**STATED GOAL**
Show every line of the records that contains the string "glow".

▬▬▬

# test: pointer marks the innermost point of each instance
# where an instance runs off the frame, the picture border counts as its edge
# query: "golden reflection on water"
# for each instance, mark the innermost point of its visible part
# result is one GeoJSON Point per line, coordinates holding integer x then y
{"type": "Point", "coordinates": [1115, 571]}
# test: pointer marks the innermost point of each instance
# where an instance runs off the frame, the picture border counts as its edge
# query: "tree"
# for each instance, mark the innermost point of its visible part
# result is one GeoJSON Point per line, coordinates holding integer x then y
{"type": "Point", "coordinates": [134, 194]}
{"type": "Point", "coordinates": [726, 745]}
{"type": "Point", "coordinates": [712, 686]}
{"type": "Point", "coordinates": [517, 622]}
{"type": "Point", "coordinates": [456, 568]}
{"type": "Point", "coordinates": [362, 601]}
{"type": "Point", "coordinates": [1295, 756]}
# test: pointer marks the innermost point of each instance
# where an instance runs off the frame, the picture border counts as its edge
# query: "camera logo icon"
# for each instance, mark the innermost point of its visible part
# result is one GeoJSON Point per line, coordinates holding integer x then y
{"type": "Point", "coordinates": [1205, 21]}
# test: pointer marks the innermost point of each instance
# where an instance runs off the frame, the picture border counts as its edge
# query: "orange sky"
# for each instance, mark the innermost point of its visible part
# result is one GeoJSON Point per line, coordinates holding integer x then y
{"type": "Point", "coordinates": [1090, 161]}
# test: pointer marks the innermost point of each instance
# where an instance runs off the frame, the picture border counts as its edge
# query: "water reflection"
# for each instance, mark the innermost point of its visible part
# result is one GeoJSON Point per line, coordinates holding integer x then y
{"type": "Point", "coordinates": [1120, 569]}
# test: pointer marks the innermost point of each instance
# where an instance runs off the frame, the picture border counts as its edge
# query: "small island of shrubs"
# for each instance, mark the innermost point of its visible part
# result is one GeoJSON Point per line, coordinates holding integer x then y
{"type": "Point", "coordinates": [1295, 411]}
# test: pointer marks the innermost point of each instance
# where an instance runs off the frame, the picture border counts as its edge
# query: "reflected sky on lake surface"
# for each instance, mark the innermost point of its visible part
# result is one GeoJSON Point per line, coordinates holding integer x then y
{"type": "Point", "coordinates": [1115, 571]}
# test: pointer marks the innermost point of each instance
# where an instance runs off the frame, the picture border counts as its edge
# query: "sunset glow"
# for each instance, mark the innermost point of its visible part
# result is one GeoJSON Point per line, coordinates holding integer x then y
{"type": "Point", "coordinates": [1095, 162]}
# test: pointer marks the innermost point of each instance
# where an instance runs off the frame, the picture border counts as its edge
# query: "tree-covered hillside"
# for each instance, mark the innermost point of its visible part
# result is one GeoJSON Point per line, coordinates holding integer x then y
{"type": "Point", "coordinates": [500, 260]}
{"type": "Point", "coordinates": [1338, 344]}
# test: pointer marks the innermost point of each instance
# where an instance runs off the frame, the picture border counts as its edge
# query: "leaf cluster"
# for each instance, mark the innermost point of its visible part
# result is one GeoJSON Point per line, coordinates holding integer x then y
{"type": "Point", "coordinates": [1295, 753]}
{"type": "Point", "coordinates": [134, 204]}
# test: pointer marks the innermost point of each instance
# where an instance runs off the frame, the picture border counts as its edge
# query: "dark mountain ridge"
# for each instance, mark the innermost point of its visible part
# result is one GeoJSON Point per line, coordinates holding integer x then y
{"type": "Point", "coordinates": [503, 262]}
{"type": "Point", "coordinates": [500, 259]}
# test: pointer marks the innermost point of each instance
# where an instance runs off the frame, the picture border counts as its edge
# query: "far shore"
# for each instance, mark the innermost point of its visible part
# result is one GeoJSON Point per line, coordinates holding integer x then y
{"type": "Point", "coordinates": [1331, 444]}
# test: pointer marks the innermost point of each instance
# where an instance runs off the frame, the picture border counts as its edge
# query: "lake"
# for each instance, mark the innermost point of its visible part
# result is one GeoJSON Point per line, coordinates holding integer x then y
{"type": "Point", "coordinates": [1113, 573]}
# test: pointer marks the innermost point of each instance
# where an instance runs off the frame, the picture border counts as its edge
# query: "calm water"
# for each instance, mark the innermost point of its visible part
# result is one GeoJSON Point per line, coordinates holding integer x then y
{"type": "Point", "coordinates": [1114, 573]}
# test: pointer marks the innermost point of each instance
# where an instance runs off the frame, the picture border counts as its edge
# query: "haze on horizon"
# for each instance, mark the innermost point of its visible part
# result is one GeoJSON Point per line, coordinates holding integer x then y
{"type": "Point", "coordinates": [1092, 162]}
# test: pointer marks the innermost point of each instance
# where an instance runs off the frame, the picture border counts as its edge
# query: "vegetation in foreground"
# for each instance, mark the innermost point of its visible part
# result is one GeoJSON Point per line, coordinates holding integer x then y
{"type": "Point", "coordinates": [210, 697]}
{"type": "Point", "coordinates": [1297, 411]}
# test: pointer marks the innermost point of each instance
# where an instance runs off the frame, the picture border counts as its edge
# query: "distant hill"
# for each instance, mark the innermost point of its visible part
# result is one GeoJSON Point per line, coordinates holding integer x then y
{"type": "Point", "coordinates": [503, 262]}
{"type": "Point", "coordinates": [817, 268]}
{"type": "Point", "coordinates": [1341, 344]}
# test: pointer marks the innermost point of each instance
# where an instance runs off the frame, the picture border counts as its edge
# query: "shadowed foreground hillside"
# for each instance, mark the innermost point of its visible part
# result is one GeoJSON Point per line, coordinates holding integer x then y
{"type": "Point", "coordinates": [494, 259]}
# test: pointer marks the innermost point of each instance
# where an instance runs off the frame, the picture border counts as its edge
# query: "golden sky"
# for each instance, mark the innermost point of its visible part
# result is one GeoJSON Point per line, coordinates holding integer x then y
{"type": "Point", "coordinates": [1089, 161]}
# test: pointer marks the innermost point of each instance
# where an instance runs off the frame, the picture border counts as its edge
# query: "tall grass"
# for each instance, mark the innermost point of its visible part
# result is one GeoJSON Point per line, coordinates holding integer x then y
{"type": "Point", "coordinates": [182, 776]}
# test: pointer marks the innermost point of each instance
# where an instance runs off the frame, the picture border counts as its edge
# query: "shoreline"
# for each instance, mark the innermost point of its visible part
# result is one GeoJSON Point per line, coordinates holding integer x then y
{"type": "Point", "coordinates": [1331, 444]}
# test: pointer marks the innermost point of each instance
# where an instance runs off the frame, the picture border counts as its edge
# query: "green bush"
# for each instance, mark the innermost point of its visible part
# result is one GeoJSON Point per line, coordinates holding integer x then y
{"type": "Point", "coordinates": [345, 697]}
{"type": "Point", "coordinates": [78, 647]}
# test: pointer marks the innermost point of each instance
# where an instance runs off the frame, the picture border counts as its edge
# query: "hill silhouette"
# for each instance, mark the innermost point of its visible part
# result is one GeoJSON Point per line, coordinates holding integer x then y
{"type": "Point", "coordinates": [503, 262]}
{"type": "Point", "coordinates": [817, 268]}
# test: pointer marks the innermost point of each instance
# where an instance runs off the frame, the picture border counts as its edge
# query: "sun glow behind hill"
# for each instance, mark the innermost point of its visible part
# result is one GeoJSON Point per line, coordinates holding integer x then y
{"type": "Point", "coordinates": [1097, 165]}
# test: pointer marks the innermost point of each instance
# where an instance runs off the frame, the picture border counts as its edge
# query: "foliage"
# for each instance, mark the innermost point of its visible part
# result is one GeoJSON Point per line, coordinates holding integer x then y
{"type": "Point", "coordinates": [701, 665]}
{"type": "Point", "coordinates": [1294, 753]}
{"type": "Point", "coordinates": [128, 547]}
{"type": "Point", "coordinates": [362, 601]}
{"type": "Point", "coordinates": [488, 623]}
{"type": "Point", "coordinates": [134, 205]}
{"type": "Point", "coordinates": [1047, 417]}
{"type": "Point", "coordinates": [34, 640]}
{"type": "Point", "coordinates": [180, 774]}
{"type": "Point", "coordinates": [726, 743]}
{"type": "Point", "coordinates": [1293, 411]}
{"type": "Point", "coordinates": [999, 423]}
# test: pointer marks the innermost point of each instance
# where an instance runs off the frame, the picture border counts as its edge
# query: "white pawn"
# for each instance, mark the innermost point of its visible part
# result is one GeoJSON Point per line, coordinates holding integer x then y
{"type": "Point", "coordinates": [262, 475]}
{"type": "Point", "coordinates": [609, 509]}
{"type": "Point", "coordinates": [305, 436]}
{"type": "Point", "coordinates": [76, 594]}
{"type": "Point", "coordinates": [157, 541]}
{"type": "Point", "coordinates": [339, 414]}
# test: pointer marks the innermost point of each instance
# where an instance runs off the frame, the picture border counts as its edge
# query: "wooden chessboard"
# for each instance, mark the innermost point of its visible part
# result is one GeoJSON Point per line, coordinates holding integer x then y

▬▬▬

**EXPECTED ANSWER**
# query: "sunset glow"
# query: "sun glow behind hill"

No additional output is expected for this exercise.